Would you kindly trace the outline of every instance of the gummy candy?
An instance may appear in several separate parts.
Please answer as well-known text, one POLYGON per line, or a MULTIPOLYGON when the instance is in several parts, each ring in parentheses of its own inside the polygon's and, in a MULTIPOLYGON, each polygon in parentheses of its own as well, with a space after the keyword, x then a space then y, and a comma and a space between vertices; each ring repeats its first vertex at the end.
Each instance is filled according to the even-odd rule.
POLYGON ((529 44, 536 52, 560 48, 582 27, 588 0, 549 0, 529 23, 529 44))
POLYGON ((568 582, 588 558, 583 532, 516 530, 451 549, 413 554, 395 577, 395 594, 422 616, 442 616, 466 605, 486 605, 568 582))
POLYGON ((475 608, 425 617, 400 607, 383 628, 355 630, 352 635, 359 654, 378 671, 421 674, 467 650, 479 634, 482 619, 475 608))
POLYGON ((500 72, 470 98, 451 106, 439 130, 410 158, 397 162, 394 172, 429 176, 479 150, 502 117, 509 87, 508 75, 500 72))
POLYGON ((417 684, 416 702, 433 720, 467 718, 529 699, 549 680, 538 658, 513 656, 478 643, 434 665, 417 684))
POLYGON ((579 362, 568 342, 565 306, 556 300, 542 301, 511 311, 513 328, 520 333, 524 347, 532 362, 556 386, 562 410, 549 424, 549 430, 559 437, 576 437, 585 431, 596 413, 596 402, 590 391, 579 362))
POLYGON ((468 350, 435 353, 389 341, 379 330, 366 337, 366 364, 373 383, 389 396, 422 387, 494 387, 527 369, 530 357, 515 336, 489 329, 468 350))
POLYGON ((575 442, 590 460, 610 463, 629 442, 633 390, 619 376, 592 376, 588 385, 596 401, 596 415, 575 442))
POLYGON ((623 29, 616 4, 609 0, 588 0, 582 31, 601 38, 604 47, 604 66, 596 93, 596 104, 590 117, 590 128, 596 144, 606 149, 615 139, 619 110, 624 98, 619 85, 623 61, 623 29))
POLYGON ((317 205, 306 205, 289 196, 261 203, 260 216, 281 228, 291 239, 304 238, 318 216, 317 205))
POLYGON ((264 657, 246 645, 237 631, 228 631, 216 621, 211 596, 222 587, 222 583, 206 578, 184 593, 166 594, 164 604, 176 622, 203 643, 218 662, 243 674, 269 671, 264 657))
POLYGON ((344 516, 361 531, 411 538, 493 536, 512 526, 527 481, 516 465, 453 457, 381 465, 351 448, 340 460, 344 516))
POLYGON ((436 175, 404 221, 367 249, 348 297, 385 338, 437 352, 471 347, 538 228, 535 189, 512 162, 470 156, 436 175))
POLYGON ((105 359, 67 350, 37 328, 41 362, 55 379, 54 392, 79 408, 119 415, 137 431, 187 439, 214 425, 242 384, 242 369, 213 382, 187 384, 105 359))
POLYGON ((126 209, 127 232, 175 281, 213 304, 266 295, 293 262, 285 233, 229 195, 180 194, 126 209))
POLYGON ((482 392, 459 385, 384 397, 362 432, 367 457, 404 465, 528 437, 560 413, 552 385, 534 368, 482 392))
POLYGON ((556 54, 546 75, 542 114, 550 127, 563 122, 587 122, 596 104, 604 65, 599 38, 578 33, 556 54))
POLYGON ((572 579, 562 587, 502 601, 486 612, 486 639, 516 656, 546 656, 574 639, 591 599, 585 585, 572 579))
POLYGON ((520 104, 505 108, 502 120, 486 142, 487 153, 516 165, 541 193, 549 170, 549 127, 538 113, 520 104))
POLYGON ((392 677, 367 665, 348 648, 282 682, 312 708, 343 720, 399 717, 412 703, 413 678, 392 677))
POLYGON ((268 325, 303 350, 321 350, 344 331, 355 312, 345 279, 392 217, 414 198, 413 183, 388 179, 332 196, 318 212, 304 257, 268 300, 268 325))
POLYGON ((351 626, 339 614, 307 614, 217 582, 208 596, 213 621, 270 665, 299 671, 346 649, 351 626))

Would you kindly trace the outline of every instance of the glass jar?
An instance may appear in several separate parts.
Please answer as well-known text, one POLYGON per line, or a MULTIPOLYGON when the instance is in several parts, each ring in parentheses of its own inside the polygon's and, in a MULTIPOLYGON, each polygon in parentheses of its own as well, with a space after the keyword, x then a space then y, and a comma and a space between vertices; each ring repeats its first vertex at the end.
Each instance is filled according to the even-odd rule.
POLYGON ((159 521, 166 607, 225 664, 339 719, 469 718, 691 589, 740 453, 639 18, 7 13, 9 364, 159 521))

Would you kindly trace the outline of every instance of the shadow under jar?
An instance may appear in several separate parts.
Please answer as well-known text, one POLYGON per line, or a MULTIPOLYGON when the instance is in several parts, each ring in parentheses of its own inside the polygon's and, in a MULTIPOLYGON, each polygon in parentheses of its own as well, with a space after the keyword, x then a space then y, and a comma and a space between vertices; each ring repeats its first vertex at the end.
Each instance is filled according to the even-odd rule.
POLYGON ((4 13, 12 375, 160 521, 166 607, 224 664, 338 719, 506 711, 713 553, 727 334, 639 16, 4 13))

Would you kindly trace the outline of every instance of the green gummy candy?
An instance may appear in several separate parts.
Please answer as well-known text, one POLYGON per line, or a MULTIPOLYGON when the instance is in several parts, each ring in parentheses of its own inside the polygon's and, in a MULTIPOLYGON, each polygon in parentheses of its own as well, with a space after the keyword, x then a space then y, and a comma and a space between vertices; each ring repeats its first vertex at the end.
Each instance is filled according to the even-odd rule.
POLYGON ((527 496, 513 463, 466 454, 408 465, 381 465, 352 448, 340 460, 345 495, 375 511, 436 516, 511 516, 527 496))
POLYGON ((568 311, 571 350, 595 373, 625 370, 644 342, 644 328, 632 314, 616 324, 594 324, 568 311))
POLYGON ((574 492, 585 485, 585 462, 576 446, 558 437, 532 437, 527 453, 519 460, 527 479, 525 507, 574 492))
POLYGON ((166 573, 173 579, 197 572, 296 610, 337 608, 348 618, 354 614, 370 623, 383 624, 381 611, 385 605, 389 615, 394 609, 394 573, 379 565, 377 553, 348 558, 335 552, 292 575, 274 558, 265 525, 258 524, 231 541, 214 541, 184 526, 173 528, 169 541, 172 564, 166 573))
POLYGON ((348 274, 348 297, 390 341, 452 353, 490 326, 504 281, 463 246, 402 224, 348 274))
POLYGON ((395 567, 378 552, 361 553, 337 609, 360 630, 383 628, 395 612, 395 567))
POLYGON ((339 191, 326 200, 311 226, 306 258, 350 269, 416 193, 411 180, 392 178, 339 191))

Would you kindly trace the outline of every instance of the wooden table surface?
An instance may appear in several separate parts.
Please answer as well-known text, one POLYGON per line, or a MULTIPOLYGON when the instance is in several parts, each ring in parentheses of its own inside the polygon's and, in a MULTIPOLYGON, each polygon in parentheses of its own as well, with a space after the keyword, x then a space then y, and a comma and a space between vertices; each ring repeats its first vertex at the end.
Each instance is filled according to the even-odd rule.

● **GOAL**
Rewrite all the lines above as a numbered list, leaving out the blank lines.

● **ANSWER TO THIS EXERCISE**
1. Would you kindly trace the outline of every instance of the gummy candy?
2. An instance may appear in several separate parts.
3. Please answer as well-known text, one POLYGON per line, or a MULTIPOLYGON when the instance is in several parts, each ring in parentheses of its own inside the polygon's and, in a MULTIPOLYGON, each polygon in parentheses of its own as well, with a space after the keyword, x then a space then y, and a comma and a space between vertices; each ring repeats its first vertex at the end.
4. Each instance is filled according to the even-odd rule.
5. POLYGON ((529 44, 536 52, 560 48, 582 27, 588 0, 549 0, 529 23, 529 44))
6. POLYGON ((568 582, 588 558, 583 532, 516 530, 451 549, 413 554, 395 577, 395 594, 422 616, 442 616, 466 605, 486 605, 568 582))
7. POLYGON ((475 608, 425 617, 400 607, 383 628, 355 630, 352 635, 359 654, 378 671, 421 674, 467 650, 479 634, 482 619, 475 608))
8. POLYGON ((500 72, 470 98, 451 106, 439 130, 410 158, 397 162, 394 172, 429 176, 479 150, 502 117, 509 87, 508 75, 500 72))
9. POLYGON ((417 684, 416 702, 433 720, 467 718, 529 699, 549 680, 538 658, 513 656, 478 643, 434 665, 417 684))
10. POLYGON ((579 362, 568 342, 565 306, 556 300, 542 301, 511 311, 513 328, 520 333, 524 347, 532 362, 556 386, 562 410, 549 424, 549 430, 559 437, 576 437, 585 431, 596 413, 596 402, 590 391, 579 362))
11. POLYGON ((468 350, 435 353, 389 341, 379 330, 366 337, 366 364, 373 383, 389 396, 422 387, 494 387, 527 369, 530 357, 515 336, 489 329, 468 350))
12. POLYGON ((575 442, 590 460, 610 463, 629 442, 633 390, 619 376, 592 376, 588 385, 596 401, 596 415, 575 442))
13. POLYGON ((623 29, 616 4, 609 0, 588 0, 582 31, 601 38, 604 47, 604 66, 596 93, 596 104, 590 117, 590 128, 596 144, 606 149, 615 139, 619 110, 624 98, 619 85, 623 61, 623 29))
14. POLYGON ((317 205, 306 205, 289 196, 261 203, 260 216, 281 228, 291 239, 304 238, 318 216, 317 205))
15. POLYGON ((264 657, 246 645, 237 631, 228 631, 216 621, 211 596, 222 587, 222 583, 206 578, 184 593, 166 594, 164 604, 176 622, 203 643, 218 662, 243 674, 269 671, 264 657))
16. POLYGON ((344 516, 361 531, 411 538, 493 536, 512 526, 527 481, 516 465, 453 457, 381 465, 351 448, 340 460, 344 516))
17. POLYGON ((436 175, 404 221, 367 249, 348 297, 385 338, 437 352, 471 347, 538 228, 535 189, 512 162, 470 156, 436 175))
18. POLYGON ((105 359, 67 350, 37 328, 41 362, 55 379, 54 392, 79 408, 119 415, 137 431, 187 439, 214 425, 242 384, 242 369, 213 382, 187 384, 105 359))
19. POLYGON ((126 209, 127 232, 175 281, 213 304, 266 295, 293 262, 285 233, 229 195, 180 194, 126 209))
20. POLYGON ((482 392, 459 385, 384 397, 362 432, 367 457, 404 465, 528 437, 560 413, 552 385, 534 368, 482 392))
21. POLYGON ((556 54, 546 75, 542 114, 550 127, 563 122, 587 122, 596 104, 604 65, 599 38, 578 33, 556 54))
22. POLYGON ((572 579, 562 587, 502 601, 486 612, 486 639, 516 656, 546 656, 574 639, 591 599, 585 585, 572 579))
23. POLYGON ((520 104, 505 108, 502 120, 486 142, 487 153, 516 165, 541 193, 549 170, 549 127, 538 113, 520 104))
24. POLYGON ((392 677, 367 665, 348 648, 282 682, 312 708, 343 720, 399 717, 412 703, 413 678, 392 677))
25. POLYGON ((268 325, 303 350, 321 350, 344 331, 355 312, 345 279, 392 217, 414 198, 413 183, 388 179, 332 196, 318 212, 304 257, 268 300, 268 325))
26. POLYGON ((351 626, 339 614, 307 614, 217 582, 208 596, 213 621, 270 665, 299 671, 346 649, 351 626))
27. Would you kindly trace the outline of every instance of the glass jar?
28. An instance may appear in several separate parts.
29. Please answer as well-known text, one POLYGON per line, or a MULTIPOLYGON when the instance is in several parts, each ring in parentheses of its own inside the polygon's and, in a MULTIPOLYGON, each polygon in parentheses of its own as well, with a space after the keyword, x then a space then y, and a comma and a space between vertices; each ring repeats its first vertex at the end.
30. Each instance is filled according to the even-odd rule.
31. POLYGON ((159 521, 166 607, 225 664, 339 719, 469 718, 691 589, 740 453, 639 18, 7 13, 9 364, 159 521))
32. Would you kindly trace the outline of every instance of the shadow under jar?
33. An instance may appear in several separate parts.
34. Please answer as well-known text, one POLYGON per line, or a MULTIPOLYGON when the instance is in several parts, each ring in parentheses of its own inside the polygon's and, in a MULTIPOLYGON, each polygon in parentheses of its own as well, with a space after the keyword, x then a space then y, and a comma and a space between vertices; each ring repeats its first vertex at the end.
35. Each instance is filled according to the even-odd rule.
36. POLYGON ((4 13, 12 375, 160 521, 166 607, 224 664, 338 719, 506 711, 713 553, 727 334, 639 16, 4 13))
37. Would you kindly trace the outline of every instance of the green gummy candy?
38. An instance may appear in several separate parts.
39. Please answer as well-known text, one POLYGON per line, or a MULTIPOLYGON when the instance is in several parts, each ring in parentheses of its own inside the polygon's and, in a MULTIPOLYGON, each polygon in parentheses of its own as well, with a space after the keyword, x then a space then y, and a comma and a space between vertices; each ring repeats its first vertex at the end.
40. Each instance is filled according to the even-odd rule.
41. POLYGON ((527 496, 513 463, 466 454, 408 465, 381 465, 352 448, 340 460, 345 495, 375 511, 436 516, 511 516, 527 496))
42. POLYGON ((568 311, 571 350, 595 373, 625 370, 644 342, 644 328, 632 314, 616 324, 594 324, 568 311))
43. POLYGON ((574 492, 585 485, 585 462, 576 446, 558 437, 532 437, 527 453, 519 460, 527 479, 525 507, 574 492))
44. POLYGON ((166 573, 173 579, 197 572, 296 610, 337 608, 348 618, 354 614, 370 623, 383 624, 381 611, 385 605, 389 615, 394 609, 394 573, 379 565, 377 553, 348 558, 335 552, 292 575, 274 558, 265 525, 258 524, 231 541, 214 541, 184 526, 173 528, 169 541, 172 564, 166 573))
45. POLYGON ((348 274, 348 297, 390 341, 452 353, 490 326, 504 281, 463 246, 402 224, 348 274))
46. POLYGON ((395 567, 378 552, 361 553, 337 609, 360 630, 383 628, 395 612, 395 567))
47. POLYGON ((339 191, 326 200, 311 226, 306 258, 350 269, 416 193, 411 180, 392 178, 339 191))
48. Would you kindly trace the outline of every instance of the wooden table surface?
49. An instance may appear in several separate parts.
50. Please answer as well-known text, one POLYGON per line, or a MULTIPOLYGON when the instance is in several parts, each ring in parentheses of its own inside the polygon's and, in a MULTIPOLYGON, each polygon in parentheses of its own as well, with a space after the keyword, x then a space then y, and a comma and a space between vertices; each ring repeats its first vertex at the end.
51. Each instance is filled according to the even-odd rule.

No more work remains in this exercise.